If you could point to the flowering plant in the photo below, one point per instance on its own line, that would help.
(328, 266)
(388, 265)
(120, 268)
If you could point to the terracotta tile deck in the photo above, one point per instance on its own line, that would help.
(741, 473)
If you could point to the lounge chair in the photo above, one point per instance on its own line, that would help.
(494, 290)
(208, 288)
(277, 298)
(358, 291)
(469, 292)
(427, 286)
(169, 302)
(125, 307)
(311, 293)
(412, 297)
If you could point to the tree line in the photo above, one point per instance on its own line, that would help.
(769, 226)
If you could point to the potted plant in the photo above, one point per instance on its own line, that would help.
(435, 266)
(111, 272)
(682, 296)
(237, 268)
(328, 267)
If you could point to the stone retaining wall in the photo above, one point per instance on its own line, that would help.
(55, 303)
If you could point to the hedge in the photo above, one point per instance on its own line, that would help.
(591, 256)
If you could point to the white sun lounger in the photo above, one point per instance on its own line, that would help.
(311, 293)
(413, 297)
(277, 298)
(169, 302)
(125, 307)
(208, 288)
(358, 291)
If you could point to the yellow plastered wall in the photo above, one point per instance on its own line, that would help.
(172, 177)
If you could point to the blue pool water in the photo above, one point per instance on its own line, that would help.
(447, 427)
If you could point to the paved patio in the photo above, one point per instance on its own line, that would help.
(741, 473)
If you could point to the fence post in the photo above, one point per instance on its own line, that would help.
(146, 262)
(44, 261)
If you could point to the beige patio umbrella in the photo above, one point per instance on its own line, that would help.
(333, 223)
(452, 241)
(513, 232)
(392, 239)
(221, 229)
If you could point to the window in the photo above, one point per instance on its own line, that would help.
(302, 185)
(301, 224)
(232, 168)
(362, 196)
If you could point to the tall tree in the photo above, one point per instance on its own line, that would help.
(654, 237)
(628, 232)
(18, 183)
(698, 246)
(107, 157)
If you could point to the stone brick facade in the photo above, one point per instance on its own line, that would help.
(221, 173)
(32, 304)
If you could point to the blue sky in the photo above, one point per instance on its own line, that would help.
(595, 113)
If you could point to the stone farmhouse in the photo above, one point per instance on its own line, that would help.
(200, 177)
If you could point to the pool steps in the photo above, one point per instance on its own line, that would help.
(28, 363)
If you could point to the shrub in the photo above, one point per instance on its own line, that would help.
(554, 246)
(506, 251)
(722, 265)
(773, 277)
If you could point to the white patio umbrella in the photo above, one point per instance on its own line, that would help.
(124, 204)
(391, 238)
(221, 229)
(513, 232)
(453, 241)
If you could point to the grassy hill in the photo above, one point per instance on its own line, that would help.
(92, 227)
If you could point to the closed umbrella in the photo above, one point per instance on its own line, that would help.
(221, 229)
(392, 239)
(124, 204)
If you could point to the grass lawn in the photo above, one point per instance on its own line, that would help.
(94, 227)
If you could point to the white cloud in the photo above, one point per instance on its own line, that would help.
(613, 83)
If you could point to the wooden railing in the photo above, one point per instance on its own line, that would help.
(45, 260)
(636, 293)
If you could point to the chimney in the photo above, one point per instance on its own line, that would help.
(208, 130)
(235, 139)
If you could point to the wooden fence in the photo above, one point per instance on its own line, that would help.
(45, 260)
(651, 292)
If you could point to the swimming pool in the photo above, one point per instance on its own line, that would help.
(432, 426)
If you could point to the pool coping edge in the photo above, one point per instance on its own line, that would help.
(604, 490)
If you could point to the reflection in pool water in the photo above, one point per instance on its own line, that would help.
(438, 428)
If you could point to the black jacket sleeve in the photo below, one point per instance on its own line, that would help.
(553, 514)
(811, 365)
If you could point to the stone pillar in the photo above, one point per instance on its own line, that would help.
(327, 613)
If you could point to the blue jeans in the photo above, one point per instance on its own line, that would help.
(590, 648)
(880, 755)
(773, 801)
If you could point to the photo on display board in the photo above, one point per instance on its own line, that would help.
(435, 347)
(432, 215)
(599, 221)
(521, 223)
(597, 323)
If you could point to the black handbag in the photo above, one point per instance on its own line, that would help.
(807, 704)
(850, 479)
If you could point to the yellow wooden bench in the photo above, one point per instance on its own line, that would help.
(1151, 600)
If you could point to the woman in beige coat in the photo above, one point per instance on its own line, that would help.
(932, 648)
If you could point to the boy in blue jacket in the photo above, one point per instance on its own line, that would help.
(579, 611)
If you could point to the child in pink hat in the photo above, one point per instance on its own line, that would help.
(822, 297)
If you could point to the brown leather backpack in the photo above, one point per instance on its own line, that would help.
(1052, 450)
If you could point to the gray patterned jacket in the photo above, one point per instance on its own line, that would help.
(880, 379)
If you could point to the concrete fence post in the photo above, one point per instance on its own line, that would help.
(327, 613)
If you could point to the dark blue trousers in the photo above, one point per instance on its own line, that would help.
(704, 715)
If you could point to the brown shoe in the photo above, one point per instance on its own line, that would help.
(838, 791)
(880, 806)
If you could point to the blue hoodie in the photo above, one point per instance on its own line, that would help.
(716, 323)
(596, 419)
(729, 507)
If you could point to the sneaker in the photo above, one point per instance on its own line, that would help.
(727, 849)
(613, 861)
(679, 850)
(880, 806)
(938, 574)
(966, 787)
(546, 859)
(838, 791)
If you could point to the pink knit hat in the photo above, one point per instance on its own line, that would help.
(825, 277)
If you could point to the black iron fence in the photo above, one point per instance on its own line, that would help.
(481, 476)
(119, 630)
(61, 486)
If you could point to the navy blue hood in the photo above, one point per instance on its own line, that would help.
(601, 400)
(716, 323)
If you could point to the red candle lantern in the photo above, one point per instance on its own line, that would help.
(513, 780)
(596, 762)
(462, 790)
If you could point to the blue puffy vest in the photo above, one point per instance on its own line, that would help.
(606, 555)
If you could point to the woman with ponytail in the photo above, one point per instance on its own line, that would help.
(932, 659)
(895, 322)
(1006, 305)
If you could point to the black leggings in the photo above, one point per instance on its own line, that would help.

#### TASK:
Copy out everything from the line containing "If you could point to the woman with" down to the last line of the items above, word for word.

#### ANSWER:
If you could point to the woman with ponytail in the photo above, one point per instance on its own line, that would help.
(932, 659)
(895, 322)
(1006, 305)
If you could point to the black leggings in the photo above, one point per instance on its own line, that would help.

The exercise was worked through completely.